▸ GIVEN PASSAGE:

Posted by: rcottrill | September 6, 2009

Looking Unto Jesus

Therefore we also, since we are surrounded by so great a cloud of witnesses, let us lay aside every weight, and the sin which so easily ensnares us, and let us run with endurance the race that is set before us, looking unto Jesus, the author and finisher of our faith, who for the joy that was set before Him endured the cross, despising the shame, and has sat down at the right hand of the throne of God. For consider Him who endured such hostility from sinners against Himself, lest you become weary and discouraged in your souls. (Heb. 12:1-3)

If “the sin which so easily ensnares us” refers to a specific sin common to all (rather than one that may differ from one individual to another) the context of Hebrews Chapter 11 suggests that it is the sin of unbelief. Instead of doubt, and faithlessness, and sinful independence, we are to look to the Lord Jesus Christ in faith, considering Him, “the author and finisher of our faith.”

“Looking unto Jesus” represents both a gaze of admiration, and a prayer for divine grace. To encourage us to do this, the writer presents a “great cloud of witnesses in the previous chapter. These are not mere spectators, overweight and under-exercised fans, sitting in the bleachers. They are our fellow participants in the race. Their lives bear witness to the validity and the importance of trusting in the Lord. And like relay runners from whom we have taken the baton to carry on to the finish, they have a keen interest in the outcome.

▸ COMPLETE THE FOLLOWING:
1 > Do the following statements agree with the devotional on "Looking Unto Jesus"? Answer yes or no for each, and quote the words from the devotional that settle it.
(a) The devotional describes the witnesses as mere spectators sitting in the bleachers.
(b) The devotional says the context of Hebrews Chapter 11 points to unbelief as the sin that so easily ensnares us.
(c) The devotional calls "looking unto Jesus" both a gaze of admiration and a prayer for divine grace.
2 > Carry on the devotional on "Looking Unto Jesus," starting after its last sentence.

▸ COLLECTED MATERIAL:
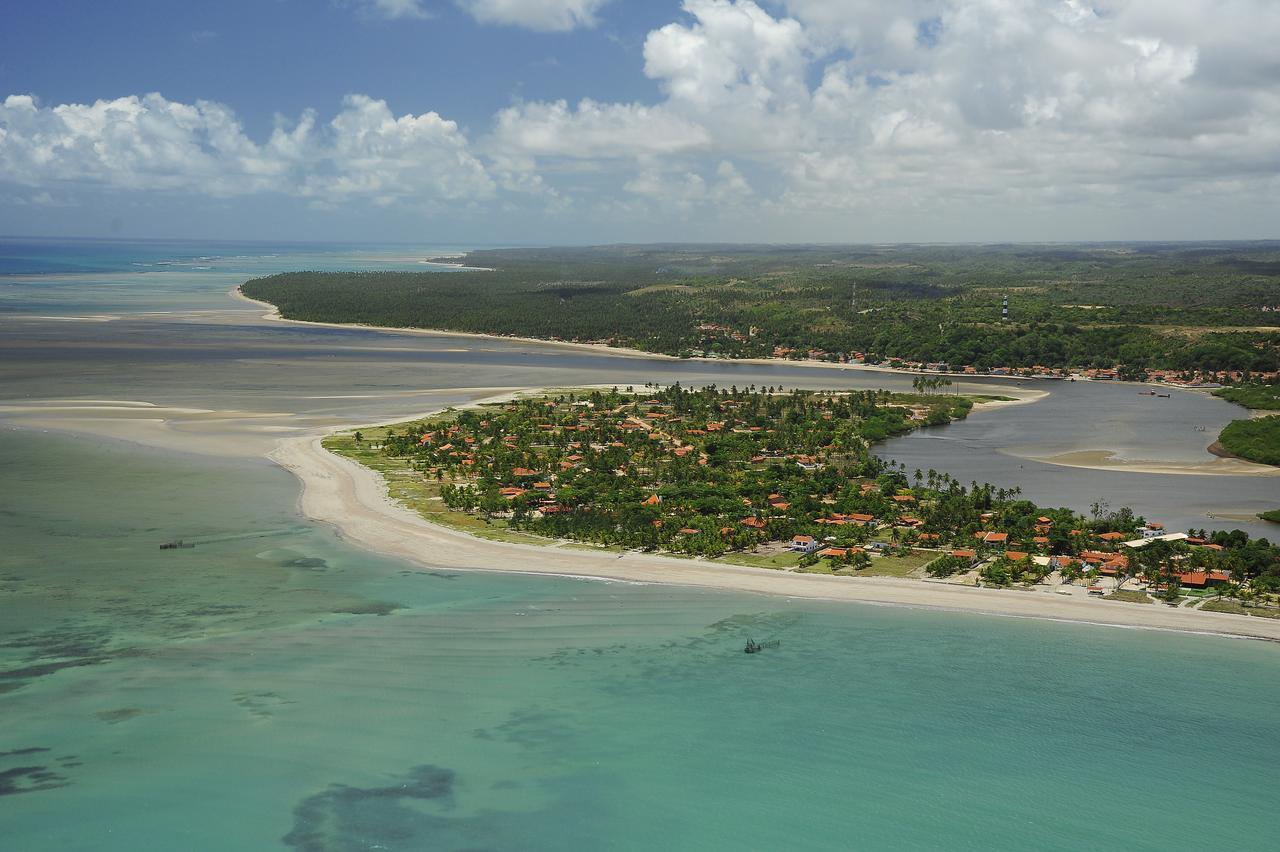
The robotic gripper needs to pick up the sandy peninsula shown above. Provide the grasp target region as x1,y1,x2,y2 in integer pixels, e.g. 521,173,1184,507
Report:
271,435,1280,641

▸ ANSWERS IN ORDER:
1 >
(a) No: "These are not mere spectators, overweight and under-exercised fans, sitting in the bleachers."
(b) Yes: "the context of Hebrews Chapter 11 suggests that it is the sin of unbelief."
(c) Yes: "“Looking unto Jesus” represents both a gaze of admiration, and a prayer for divine grace."

2 >
Years ago, when my father was terminally ill, some men from the steel plant where he worked as a foreman visited him and brought a gift. It was a recording by the Merrill Staton Men’s Chorus, singing a selection of hymns. The record was entitled My Faith Looks Up to Thee (this being one of the hymns that was included). But on the back of the record jacket some copy writer had produced one of the most startling typos I’ve ever seen. The title there was given as My Faith Looks Up to Me–ironically truer than we could wish many times!

This 1830 hymn by Ray Palmer is one of a number that speak in some way of the need to keep our eyes on the Lord, looking up to Him in faith. Another is the eighth century Irish hymn, Be Thou My Vision. And with regard to running the race of life we have such songs as, Awake, My Soul, Stretch Every Nerve, and Higher Ground. I encourage you to sing these hymns of aspiration in your church, explaining their significance. And may the Lord use them to invigorate our faith.

My faith looks up to Thee,
Thou Lamb of Calvary, Saviour divine!
Now hear me while I pray, take all my guilt away,
O let me from this day be wholly Thine!

May Thy rich grace impart
Strength to my fainting heart, my zeal inspire!
As Thou hast died for me, O may my love to Thee,
Pure warm, and changeless be, a living fire!


Responses

  1. One of my very favorite hymns is Turn Your Eyes Upon Jesus by Helen H. Lemmel. So often in my life when things are not going well or I am discouraged in some way, its because I have taken my eyes off of Jesus and this hymn is somehow brought to my mind.

    • Thanks, Dorothy. Helen Lemmel’s “Turn Your Eyes Upon Jesus” is a beautiful song. Stay tuned! On November 14th, a story about the author and how she came to write her hymn will appear. (That was her birthday, in 1864).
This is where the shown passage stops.